## Begin Passage

Hello, and welcome back to Off The Menu, where we explore the craziest stories about food from my email inbox. This week, we’ve got more bonkers tales from fast food joints. As always, these are real stories from real readers.
I worked at a McDonald’s for about three years, and one thing I tried to do when I worked there was make sure I had a stockpile of each of the happy meal toys ready under my register in case some kid wanted a specific one. Basically, I figured “if I can keep the kids happy, they’ll be less obnoxious.”
Anyway, one day I’m not working register, but I’m running for front counter, and I hear this little girl say “Look mommy! A Barbie! I want a Barbie!” So I rummage through my toys to find that oh crap, I’m out of Barbies, but I do have Barbie BRACELETS. I decided to give her one of each one because screw it, it’s one extra toy, McDonald’s can live.
So I turn around, with her happy meal, both bracelets at the ready, smile on, sure I’m just about to make this little girl’s day with her beautiful new Barbie bracelets.
SHE HAS NO ARMS. Literally. Both arms are just gone at the bicep.
I’m standing there now slackjawed and turning multiple shades of red before I snap out of it and apologize profusely. I found some other Barbie toy gave it to her, as well as a free sundae. I have never ever been more embarrassed in my life, and hopefully I didn’t upset that poor girl too much.
The craziest thing that ever happened to me at Starbucks was during one of the awful, practically middle-of-night opening shifts. One fine Sunday morning, this guy — a regular — came in, and ordered a triple espresso and a separate Venti cup of ice. Most baristas will recognize this scam — they pour the espresso over the ice, then fill the cup up with free milk from the espresso bar, essentially getting an iced latte at quite the discount. It never really bugged me that they were getting something they hadn’t paid for. It was more that these people were usually rude and entitled, with this weird self-satisfaction that they were pulling off some awesome heist.

## End Passage
## Begin Entries shown

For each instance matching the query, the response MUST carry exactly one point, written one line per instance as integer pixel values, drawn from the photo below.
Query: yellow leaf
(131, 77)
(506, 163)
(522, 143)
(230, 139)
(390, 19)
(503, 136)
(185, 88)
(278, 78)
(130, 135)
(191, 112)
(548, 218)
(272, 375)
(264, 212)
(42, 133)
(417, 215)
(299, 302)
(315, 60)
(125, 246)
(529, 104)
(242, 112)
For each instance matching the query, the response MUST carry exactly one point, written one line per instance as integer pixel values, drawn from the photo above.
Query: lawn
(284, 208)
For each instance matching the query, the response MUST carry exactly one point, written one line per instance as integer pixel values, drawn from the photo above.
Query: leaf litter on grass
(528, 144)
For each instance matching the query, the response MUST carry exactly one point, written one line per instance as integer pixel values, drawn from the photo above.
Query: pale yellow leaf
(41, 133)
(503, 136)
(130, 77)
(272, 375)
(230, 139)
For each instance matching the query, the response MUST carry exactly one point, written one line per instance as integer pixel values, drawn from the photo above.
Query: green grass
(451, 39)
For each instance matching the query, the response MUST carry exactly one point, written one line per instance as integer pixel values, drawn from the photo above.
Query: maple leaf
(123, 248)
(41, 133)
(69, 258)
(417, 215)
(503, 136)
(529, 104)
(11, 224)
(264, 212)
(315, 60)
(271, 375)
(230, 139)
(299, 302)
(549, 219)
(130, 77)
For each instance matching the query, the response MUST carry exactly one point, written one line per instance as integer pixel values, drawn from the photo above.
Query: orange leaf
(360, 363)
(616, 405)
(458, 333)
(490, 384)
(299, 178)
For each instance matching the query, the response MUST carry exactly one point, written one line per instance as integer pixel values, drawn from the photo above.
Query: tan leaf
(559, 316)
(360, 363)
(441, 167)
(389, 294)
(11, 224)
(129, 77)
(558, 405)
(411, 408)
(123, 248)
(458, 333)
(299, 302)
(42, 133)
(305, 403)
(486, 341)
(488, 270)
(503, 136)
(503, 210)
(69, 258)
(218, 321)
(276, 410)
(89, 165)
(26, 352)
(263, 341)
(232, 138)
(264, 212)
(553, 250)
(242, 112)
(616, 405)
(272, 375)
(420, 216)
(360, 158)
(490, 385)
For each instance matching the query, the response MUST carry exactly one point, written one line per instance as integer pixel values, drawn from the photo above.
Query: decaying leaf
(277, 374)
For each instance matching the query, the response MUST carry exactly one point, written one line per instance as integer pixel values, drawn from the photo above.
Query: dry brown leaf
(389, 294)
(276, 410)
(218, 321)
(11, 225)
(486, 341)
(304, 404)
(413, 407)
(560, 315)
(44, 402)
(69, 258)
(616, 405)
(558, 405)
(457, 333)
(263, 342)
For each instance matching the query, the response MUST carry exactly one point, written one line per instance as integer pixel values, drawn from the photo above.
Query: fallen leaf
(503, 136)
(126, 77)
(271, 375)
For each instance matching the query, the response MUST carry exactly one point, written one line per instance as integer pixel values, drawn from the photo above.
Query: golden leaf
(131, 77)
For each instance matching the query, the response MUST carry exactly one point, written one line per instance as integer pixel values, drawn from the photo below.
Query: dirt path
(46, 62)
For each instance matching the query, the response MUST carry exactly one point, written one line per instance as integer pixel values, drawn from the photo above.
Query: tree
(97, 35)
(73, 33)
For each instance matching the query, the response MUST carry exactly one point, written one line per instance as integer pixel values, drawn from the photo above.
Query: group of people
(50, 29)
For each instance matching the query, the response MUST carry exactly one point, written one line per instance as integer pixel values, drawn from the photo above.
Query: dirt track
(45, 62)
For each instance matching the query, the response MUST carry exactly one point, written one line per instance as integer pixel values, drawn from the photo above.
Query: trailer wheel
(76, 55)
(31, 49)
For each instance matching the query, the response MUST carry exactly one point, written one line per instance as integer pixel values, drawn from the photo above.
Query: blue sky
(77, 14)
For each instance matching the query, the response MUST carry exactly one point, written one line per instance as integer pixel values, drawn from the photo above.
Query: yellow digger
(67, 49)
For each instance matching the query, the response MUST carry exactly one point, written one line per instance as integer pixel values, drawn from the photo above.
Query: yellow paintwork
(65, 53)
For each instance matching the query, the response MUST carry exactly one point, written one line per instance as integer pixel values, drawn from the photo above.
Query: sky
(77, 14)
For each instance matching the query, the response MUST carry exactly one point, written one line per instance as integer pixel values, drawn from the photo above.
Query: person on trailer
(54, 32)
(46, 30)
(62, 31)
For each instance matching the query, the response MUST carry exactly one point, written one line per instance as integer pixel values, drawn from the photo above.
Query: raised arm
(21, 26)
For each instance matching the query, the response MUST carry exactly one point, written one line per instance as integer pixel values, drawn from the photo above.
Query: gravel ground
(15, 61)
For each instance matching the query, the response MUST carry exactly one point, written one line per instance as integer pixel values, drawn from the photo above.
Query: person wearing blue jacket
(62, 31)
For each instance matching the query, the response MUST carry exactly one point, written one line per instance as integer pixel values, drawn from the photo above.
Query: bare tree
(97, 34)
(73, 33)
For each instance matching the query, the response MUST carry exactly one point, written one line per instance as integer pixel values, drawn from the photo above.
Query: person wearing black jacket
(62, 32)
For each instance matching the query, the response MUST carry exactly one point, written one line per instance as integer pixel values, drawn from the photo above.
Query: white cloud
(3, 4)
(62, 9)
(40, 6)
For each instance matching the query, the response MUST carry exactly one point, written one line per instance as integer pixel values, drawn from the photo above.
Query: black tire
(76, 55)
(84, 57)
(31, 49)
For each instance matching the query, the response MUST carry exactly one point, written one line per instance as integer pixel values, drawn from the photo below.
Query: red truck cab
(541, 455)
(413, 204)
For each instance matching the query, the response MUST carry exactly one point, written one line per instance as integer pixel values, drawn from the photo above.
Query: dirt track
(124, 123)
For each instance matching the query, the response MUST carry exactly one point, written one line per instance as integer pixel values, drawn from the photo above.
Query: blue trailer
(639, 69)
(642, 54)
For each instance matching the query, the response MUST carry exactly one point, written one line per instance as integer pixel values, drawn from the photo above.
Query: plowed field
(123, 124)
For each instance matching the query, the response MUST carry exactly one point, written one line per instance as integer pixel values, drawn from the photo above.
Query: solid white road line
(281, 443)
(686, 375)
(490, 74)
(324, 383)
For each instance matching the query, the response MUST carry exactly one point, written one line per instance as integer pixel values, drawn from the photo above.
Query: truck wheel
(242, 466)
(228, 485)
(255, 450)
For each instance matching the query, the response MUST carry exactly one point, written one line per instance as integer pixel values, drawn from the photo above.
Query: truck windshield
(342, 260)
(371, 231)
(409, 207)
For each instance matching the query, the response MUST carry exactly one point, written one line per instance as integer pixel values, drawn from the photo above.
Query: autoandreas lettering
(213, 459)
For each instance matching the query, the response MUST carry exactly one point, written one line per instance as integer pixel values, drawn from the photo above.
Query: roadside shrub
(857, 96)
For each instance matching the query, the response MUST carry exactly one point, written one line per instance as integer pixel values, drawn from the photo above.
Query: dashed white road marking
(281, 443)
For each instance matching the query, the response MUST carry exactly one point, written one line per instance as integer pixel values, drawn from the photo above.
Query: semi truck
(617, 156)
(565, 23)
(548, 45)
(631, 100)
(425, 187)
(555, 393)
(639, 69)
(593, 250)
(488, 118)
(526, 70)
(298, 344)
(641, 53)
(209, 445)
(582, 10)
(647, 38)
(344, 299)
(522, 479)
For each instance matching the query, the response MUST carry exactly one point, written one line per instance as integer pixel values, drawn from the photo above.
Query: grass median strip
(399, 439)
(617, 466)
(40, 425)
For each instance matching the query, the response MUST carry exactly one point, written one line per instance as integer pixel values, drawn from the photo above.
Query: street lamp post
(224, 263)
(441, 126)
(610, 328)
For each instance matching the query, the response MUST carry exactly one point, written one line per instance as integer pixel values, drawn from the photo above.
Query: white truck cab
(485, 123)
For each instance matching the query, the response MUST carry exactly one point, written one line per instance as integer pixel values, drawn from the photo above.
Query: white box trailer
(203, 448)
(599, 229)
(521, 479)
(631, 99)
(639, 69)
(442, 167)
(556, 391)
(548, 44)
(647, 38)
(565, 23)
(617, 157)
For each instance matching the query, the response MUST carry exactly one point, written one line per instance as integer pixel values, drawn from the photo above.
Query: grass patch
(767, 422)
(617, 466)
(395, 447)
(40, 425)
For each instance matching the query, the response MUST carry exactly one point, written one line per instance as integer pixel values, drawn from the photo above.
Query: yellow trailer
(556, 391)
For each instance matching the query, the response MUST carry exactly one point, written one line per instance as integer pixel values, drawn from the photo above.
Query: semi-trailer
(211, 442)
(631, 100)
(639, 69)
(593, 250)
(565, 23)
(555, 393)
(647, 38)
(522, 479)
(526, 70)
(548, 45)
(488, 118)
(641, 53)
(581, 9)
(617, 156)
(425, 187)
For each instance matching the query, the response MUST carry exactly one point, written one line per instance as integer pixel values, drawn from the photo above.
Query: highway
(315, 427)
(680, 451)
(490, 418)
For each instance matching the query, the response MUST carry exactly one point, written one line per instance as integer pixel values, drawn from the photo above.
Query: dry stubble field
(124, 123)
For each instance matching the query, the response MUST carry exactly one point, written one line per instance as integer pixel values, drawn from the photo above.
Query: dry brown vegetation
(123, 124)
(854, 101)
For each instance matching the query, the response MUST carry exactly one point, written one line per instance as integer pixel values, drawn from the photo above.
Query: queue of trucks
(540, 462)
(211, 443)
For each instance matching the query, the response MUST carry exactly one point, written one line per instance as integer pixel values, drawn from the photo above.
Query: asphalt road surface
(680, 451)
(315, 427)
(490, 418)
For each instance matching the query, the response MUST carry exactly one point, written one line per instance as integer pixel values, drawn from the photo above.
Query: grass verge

## End Entries shown
## Begin Entries shown

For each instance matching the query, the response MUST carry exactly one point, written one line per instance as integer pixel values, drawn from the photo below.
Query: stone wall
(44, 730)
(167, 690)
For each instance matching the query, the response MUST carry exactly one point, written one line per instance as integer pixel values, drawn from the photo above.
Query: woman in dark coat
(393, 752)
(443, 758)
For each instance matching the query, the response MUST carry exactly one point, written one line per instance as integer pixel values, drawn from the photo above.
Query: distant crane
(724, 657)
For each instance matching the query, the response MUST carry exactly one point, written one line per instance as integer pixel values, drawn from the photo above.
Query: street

## End Entries shown
## Begin Entries shown

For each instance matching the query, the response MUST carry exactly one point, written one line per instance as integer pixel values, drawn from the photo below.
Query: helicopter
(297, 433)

## End Entries shown

→ Goal 1:
Reproduce the fast food stories word for word, starting with "So I turn around, with" and going on through "new Barbie bracelets.".
→ Goal 2:
In the fast food stories, what did the Starbucks regular order on that Sunday morning?
The entries have no connection to the fast food stories.

→ Written answer 1:
So I turn around, with her happy meal, both bracelets at the ready, smile on, sure I’m just about to make this little girl’s day with her beautiful new Barbie bracelets.

→ Written answer 2:
A triple espresso and a separate Venti cup of ice.